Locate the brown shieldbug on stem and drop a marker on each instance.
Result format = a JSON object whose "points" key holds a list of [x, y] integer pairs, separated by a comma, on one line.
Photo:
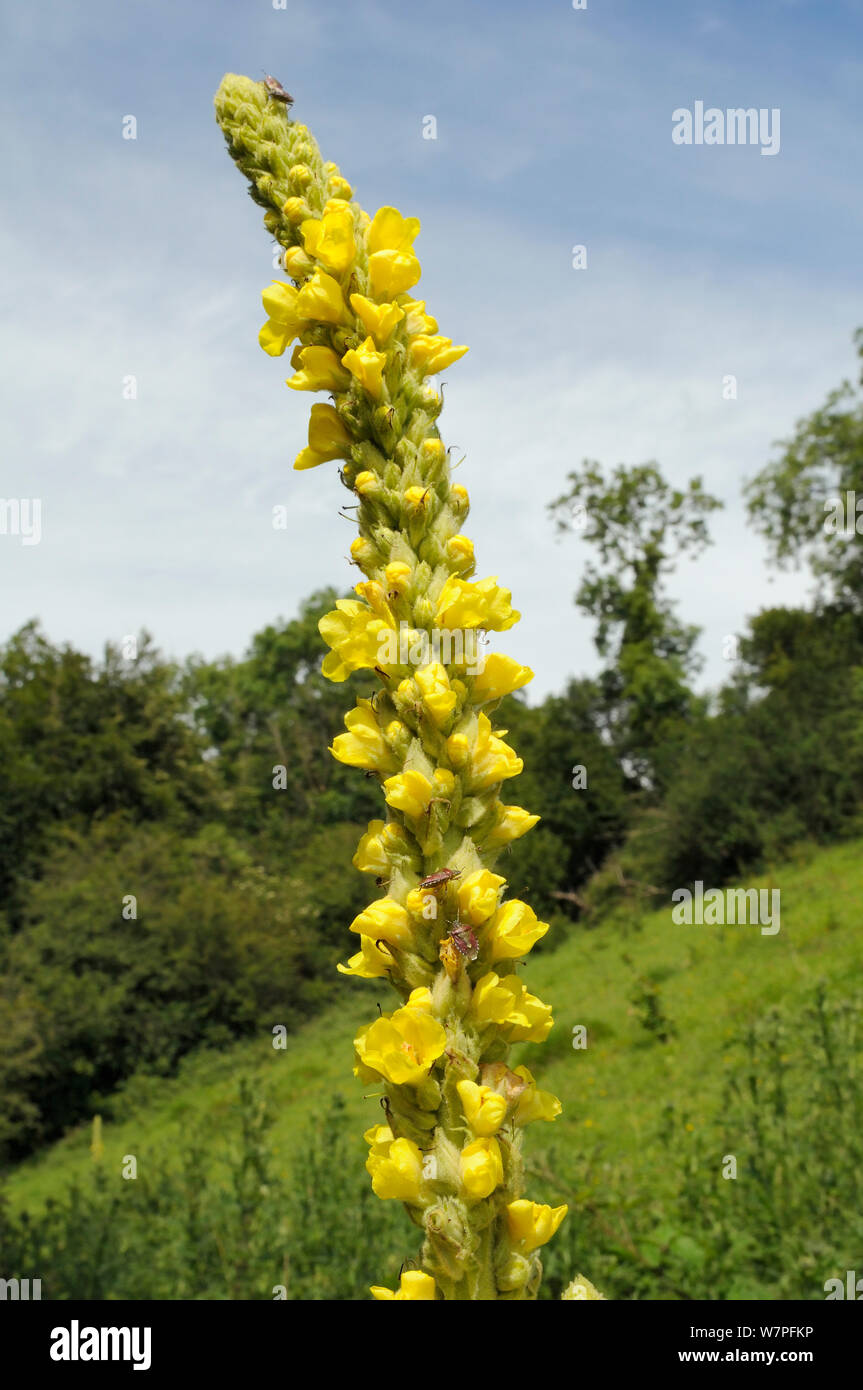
{"points": [[464, 941], [439, 877], [277, 91]]}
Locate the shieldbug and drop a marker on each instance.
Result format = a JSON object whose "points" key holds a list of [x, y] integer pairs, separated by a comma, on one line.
{"points": [[464, 941], [439, 877], [277, 91]]}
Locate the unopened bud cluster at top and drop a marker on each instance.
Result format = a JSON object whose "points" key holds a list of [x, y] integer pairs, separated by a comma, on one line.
{"points": [[441, 931]]}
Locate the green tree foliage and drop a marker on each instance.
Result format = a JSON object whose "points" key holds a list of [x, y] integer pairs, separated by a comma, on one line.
{"points": [[79, 741], [216, 945], [639, 526], [790, 501], [274, 710]]}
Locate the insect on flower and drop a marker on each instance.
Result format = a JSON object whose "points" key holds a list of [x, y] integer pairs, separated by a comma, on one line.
{"points": [[277, 91], [464, 940], [439, 877]]}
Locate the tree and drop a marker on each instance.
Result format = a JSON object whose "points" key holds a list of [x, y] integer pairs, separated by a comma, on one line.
{"points": [[639, 526], [806, 496]]}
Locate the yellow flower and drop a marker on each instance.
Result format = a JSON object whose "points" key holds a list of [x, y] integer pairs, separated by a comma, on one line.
{"points": [[484, 1108], [513, 931], [482, 603], [409, 792], [355, 633], [500, 676], [371, 961], [295, 210], [318, 370], [491, 761], [330, 238], [437, 695], [398, 576], [339, 186], [513, 822], [395, 1165], [481, 1168], [531, 1020], [367, 366], [377, 320], [384, 920], [460, 551], [367, 484], [321, 299], [363, 745], [531, 1225], [327, 438], [285, 320], [581, 1289], [391, 231], [381, 838], [392, 267], [416, 319], [496, 998], [414, 499], [444, 781], [534, 1104], [414, 1287], [478, 895], [506, 1002], [403, 1047], [364, 552], [298, 263], [432, 353]]}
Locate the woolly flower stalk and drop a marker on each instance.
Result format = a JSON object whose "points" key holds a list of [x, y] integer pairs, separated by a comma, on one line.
{"points": [[441, 931]]}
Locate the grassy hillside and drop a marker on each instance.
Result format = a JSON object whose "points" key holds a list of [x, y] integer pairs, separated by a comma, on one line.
{"points": [[664, 1008], [710, 982]]}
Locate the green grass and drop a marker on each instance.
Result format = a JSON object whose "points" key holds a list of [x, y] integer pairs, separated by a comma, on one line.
{"points": [[710, 982]]}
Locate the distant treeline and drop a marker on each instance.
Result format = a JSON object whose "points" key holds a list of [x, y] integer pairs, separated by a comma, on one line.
{"points": [[159, 893]]}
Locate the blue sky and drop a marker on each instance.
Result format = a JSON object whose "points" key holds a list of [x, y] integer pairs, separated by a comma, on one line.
{"points": [[146, 257]]}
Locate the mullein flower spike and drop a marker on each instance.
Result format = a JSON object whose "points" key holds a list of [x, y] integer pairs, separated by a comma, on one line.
{"points": [[450, 1148]]}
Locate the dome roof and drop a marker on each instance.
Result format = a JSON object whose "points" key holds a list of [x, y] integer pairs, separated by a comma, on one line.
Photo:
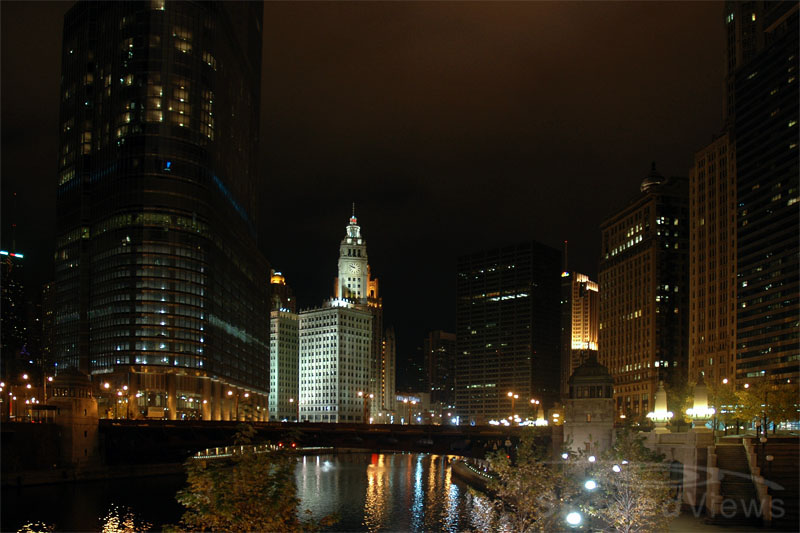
{"points": [[653, 178], [591, 372]]}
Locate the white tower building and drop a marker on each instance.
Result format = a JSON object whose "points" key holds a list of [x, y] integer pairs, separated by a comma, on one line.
{"points": [[335, 349]]}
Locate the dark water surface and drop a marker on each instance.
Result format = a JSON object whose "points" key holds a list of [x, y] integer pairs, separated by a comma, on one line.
{"points": [[369, 492]]}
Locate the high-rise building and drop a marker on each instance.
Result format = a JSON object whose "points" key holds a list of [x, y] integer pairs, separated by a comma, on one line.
{"points": [[580, 321], [356, 285], [13, 326], [160, 289], [712, 258], [439, 348], [767, 217], [388, 378], [335, 363], [744, 37], [284, 365], [643, 288], [347, 364], [282, 297], [507, 331]]}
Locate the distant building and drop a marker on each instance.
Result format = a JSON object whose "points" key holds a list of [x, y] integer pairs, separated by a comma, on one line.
{"points": [[335, 362], [589, 409], [282, 297], [159, 285], [388, 377], [347, 363], [643, 286], [439, 348], [284, 365], [767, 217], [356, 285], [712, 258], [48, 326], [13, 325], [507, 331], [580, 321]]}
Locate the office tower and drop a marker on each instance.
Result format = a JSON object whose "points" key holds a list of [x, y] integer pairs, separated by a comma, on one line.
{"points": [[507, 330], [643, 282], [439, 348], [388, 377], [346, 362], [712, 258], [356, 285], [580, 321], [48, 326], [282, 296], [284, 365], [160, 289], [335, 363], [744, 37], [766, 136], [13, 327]]}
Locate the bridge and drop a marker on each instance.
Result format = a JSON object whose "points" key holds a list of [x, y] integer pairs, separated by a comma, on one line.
{"points": [[162, 441]]}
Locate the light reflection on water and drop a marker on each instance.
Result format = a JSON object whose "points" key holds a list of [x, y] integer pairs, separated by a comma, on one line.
{"points": [[386, 492], [369, 492]]}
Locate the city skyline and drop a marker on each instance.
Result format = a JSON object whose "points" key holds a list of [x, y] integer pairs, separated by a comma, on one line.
{"points": [[457, 128]]}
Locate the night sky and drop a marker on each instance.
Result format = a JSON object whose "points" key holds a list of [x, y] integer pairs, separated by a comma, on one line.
{"points": [[453, 127]]}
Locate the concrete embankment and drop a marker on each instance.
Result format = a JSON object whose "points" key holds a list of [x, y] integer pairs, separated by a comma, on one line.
{"points": [[474, 474]]}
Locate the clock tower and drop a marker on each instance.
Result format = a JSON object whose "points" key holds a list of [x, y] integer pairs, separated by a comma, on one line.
{"points": [[353, 281]]}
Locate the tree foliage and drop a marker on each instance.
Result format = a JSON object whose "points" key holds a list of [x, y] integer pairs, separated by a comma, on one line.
{"points": [[777, 401], [633, 489], [535, 494], [529, 491], [250, 491]]}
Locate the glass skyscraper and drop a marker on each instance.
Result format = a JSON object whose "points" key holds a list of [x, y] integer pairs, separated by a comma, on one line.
{"points": [[160, 290]]}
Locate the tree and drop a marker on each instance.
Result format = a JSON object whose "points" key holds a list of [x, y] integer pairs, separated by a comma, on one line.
{"points": [[679, 398], [251, 491], [722, 397], [529, 491], [769, 402], [633, 490]]}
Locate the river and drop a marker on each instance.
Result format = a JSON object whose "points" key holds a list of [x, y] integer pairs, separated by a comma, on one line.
{"points": [[369, 492]]}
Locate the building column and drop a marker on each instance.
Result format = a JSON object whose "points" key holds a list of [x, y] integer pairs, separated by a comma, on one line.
{"points": [[133, 401], [216, 401], [207, 399], [172, 397]]}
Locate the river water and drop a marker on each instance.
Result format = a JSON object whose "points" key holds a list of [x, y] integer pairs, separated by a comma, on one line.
{"points": [[369, 492]]}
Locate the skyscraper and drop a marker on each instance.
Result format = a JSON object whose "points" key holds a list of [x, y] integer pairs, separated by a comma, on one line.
{"points": [[712, 258], [766, 135], [356, 285], [580, 321], [507, 330], [439, 349], [346, 361], [160, 289], [643, 282]]}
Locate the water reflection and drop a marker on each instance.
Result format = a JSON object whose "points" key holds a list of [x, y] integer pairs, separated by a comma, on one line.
{"points": [[396, 492], [369, 492]]}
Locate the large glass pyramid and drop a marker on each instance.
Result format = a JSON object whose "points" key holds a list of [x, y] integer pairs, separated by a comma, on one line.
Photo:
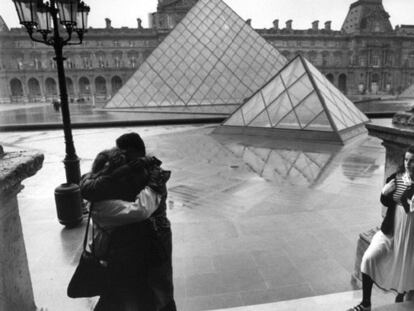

────────

- **Directions for this task**:
For every line in the data above that holds "flower", return the line itself.

- **Exercise result**:
Locate the insect on flower and drop a marker on each instance.
Locate the yellow flower and drop a marker on each instance.
Locate the woolly flower stalk and drop a marker on each instance.
Locate the mullein flower spike and drop a marker on each instance.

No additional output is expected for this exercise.